Copy the records verbatim, covering the stretch from the line containing "Locate the light" through the line containing "[[199, 138], [134, 158]]".

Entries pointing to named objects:
══════════════════════════════
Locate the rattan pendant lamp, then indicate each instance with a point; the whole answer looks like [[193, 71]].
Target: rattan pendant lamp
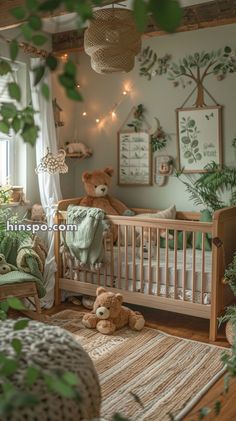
[[112, 40]]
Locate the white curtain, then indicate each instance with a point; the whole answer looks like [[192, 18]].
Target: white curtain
[[49, 185]]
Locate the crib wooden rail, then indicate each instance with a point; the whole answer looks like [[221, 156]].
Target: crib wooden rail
[[158, 263]]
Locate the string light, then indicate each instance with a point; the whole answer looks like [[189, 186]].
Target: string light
[[113, 114]]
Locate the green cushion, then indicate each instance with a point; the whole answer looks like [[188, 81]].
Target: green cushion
[[206, 216], [20, 277], [179, 240]]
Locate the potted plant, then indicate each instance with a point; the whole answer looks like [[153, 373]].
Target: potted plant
[[230, 315]]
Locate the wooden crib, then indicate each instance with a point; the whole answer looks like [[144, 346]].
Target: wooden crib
[[179, 279]]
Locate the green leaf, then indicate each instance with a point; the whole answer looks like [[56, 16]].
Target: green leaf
[[14, 48], [140, 14], [31, 375], [45, 91], [70, 68], [15, 303], [21, 324], [32, 5], [26, 32], [14, 91], [30, 134], [8, 110], [4, 127], [51, 62], [16, 124], [16, 345], [4, 68], [38, 74], [4, 306], [39, 39], [74, 94], [18, 12], [70, 378], [49, 5], [35, 22], [9, 367], [166, 13]]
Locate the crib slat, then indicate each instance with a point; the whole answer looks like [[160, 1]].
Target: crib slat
[[167, 263], [149, 261], [112, 262], [175, 264], [203, 267], [158, 262], [184, 265], [141, 260], [126, 259], [134, 258], [193, 267], [119, 258]]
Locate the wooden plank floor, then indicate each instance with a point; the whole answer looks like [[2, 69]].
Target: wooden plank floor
[[190, 328]]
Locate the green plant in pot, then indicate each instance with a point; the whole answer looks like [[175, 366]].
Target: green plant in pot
[[230, 314]]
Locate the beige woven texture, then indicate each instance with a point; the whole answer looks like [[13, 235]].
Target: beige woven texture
[[112, 41], [50, 348], [164, 371]]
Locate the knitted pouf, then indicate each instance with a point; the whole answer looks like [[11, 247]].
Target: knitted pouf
[[50, 348]]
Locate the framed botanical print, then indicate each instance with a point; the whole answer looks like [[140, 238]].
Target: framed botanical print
[[199, 138], [134, 159]]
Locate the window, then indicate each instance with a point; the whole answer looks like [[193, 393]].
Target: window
[[6, 141]]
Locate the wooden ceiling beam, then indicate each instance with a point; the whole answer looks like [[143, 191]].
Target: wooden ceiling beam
[[199, 16], [8, 21]]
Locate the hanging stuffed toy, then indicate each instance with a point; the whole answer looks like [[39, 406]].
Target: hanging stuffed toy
[[53, 163]]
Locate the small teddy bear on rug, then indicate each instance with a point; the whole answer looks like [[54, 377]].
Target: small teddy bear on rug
[[109, 315]]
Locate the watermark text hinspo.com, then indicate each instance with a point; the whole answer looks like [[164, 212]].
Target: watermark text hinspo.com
[[40, 227]]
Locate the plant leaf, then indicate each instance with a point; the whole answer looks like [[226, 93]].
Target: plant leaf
[[15, 303], [18, 12], [35, 22], [16, 345], [166, 13], [39, 39], [21, 324], [14, 48]]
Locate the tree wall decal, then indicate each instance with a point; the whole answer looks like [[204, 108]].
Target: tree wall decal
[[197, 67]]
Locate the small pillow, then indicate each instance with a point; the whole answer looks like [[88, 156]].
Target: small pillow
[[169, 213]]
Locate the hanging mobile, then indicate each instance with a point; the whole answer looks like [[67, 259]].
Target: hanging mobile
[[53, 163]]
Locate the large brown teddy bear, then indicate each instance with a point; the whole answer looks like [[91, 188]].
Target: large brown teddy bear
[[108, 314], [97, 184]]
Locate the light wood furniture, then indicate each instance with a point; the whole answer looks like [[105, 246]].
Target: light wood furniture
[[25, 290], [223, 232]]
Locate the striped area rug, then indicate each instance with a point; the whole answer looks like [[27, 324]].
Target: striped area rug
[[146, 375]]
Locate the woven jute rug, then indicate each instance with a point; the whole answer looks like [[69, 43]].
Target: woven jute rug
[[146, 375]]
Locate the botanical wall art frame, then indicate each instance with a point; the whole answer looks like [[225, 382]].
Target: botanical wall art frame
[[199, 138], [134, 158]]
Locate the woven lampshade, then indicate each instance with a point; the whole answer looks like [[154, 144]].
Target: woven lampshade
[[112, 41]]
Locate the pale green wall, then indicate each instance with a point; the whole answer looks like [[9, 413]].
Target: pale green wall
[[160, 98]]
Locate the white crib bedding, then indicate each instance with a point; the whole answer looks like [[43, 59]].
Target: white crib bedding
[[202, 286]]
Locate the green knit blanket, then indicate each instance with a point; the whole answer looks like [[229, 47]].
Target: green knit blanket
[[10, 247], [86, 242]]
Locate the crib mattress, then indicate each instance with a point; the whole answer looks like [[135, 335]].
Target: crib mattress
[[158, 278]]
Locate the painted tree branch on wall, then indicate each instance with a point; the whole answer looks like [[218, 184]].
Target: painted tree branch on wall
[[197, 67]]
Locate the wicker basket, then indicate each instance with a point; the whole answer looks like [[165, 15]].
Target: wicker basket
[[112, 41], [229, 332]]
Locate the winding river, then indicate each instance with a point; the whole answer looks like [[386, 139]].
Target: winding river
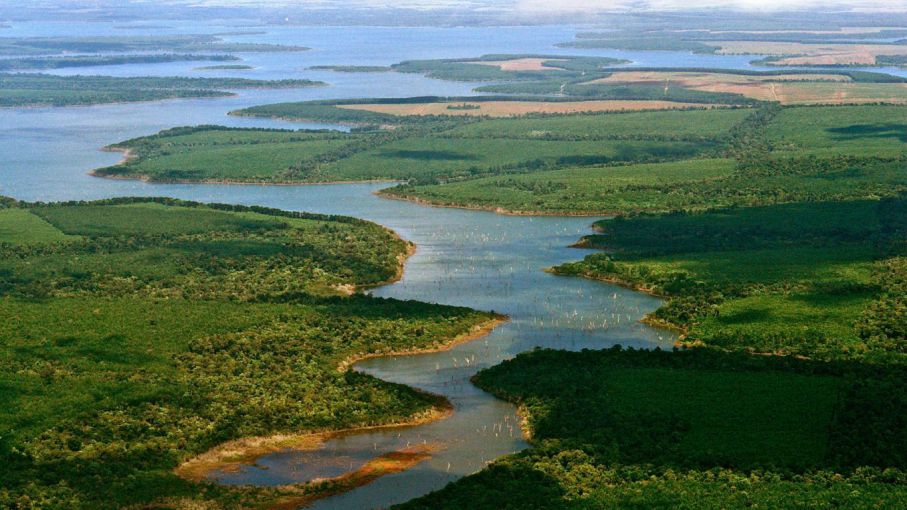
[[469, 258]]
══════════════════════════════
**Solution to this problem:**
Locate the light wood furniture, then indicate each instance with a point; the whole answer looks like [[105, 246]].
Target: light wood furniture
[[25, 290], [223, 232]]
Locate the striped area rug, then indicate each instance with a point; the whole answer looks like [[27, 324]].
Target: striped area rug
[[146, 375]]
Locate the woven jute rug, then indicate each instance with a point; the whole answer looks like [[69, 43]].
Target: woven jute rug
[[146, 375]]
Locate the botanical wall art frame, then indicate each instance with a point; the whole answer looks like [[225, 382]].
Target: botanical wall art frame
[[199, 138], [134, 158]]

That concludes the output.